Tuesday, September 19, 2017 12:09 AM, Thomas Monjalon:
> >
> > It would be simpler, however am not sure invalid port is the only error to
> consider. Another possible error can be the PMD is not supporting this
> function.
> > On that case returning 0 is not good enough. The application cannot know
> why the offload is not set, is it because it is set wrong or the PMD just 
> don't
> support this API (which leads me to my next point).
> 
> We can skip error reporting on "get" functions and rely on "set" functions to
> return error if offload API is not supported or for other miscellaneous 
> errors.

It will complex the set function then. 
Instead of using the return value to understand all offloads were set, the 
application will need to provide another pointer for the function to understand 
which offloads were actually set. 

I understand this is nice to use the return value of the get without the need 
of temporary variable, it will save some lines in the code.
But I think that good error reporting to make the application crystal clear why 
the offloads on get are 0 wins. 


> > I can commit for mlx5 and mlx4 PMDs. I know other PMD maintainers plan
> to convert their PMDs as well. If we take this approach we must make sure
> they all move.
> 
> We can try to get an agreement from more vendors at Dublin summit.
> If not, we can wait more than one release cycle for late support.

■ **DATASET ENTRIES**:
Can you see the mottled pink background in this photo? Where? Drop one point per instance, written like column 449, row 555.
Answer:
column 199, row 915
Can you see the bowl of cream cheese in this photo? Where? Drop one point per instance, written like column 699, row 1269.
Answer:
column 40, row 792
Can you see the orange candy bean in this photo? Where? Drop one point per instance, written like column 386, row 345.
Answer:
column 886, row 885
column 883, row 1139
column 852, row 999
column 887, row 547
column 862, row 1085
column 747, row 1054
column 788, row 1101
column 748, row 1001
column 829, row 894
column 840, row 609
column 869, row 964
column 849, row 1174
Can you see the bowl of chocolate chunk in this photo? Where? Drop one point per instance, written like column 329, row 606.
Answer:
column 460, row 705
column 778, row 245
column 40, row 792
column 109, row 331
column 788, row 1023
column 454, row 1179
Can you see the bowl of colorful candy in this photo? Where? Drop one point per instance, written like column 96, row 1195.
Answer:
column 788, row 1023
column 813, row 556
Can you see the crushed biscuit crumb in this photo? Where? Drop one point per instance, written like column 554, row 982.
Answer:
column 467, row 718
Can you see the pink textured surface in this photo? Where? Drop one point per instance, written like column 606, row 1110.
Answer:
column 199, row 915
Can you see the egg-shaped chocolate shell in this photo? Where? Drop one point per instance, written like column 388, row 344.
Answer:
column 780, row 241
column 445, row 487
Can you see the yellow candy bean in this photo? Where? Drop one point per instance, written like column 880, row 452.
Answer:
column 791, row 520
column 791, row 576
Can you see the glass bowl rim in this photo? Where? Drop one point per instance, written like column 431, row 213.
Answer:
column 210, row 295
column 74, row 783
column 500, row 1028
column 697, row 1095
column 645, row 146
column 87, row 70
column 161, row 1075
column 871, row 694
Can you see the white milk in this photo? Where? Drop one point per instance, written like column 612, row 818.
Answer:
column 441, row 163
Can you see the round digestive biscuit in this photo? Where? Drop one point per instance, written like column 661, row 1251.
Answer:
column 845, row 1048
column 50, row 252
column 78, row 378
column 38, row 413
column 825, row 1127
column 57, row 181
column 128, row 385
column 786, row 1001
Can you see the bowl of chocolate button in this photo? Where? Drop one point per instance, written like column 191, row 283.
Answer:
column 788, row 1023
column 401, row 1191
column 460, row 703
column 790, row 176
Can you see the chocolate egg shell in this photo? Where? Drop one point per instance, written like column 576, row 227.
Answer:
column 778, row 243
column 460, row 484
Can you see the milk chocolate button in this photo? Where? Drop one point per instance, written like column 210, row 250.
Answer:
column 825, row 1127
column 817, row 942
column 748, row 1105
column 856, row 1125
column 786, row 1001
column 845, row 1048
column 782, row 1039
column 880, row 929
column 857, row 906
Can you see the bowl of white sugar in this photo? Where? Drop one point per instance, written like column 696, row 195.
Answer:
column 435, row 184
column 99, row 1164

■ **TASK TO CARRY OUT**:
Continue the email discussion above on error reporting for the offload functions, starting after its last line.

■ **RESPONSE**:
Yes we can discuss on it in Dublin.  Still I want to emphasize my concern:
There is no point in moving PMD to the new API if there is no application to 
use it . Besides of user applications this refers also to testpmd and other 
examples on dpdk tree (which I plan to convert on 18.02).  
PMD maintainers may object to this conversion if their PMD still uses the old 
offloads APIs.

So can we have guarantee from Thomas/Ferruh that this series, as long it is 
technically OK, will be accepted? Will we force all that object to change their 
PMDs?

If not, I think this is bad approach to put the API floating around ethdev with 
no PMD to implement it.



> 
> > There is another possible API (API3):
> > 1. keep the per-port, per-queue configuration.
> > 2. add the get function for better error reporting and visibility for
> application.
> > 3. keep the current on the flight vlan offloading configuration as an
> exception. In case there will be a need to configure more offloads on the
> flight we can move to API2.
> >
> > With API1 I am obviously OK.
> > I agree API2 is more generic.
> > API3 is a nice compromise, if we don't want to force all PMD to convert.
> 
> The question is: do we want to choose a compromise while breaking this
> API?

Maybe compromise is not the right word.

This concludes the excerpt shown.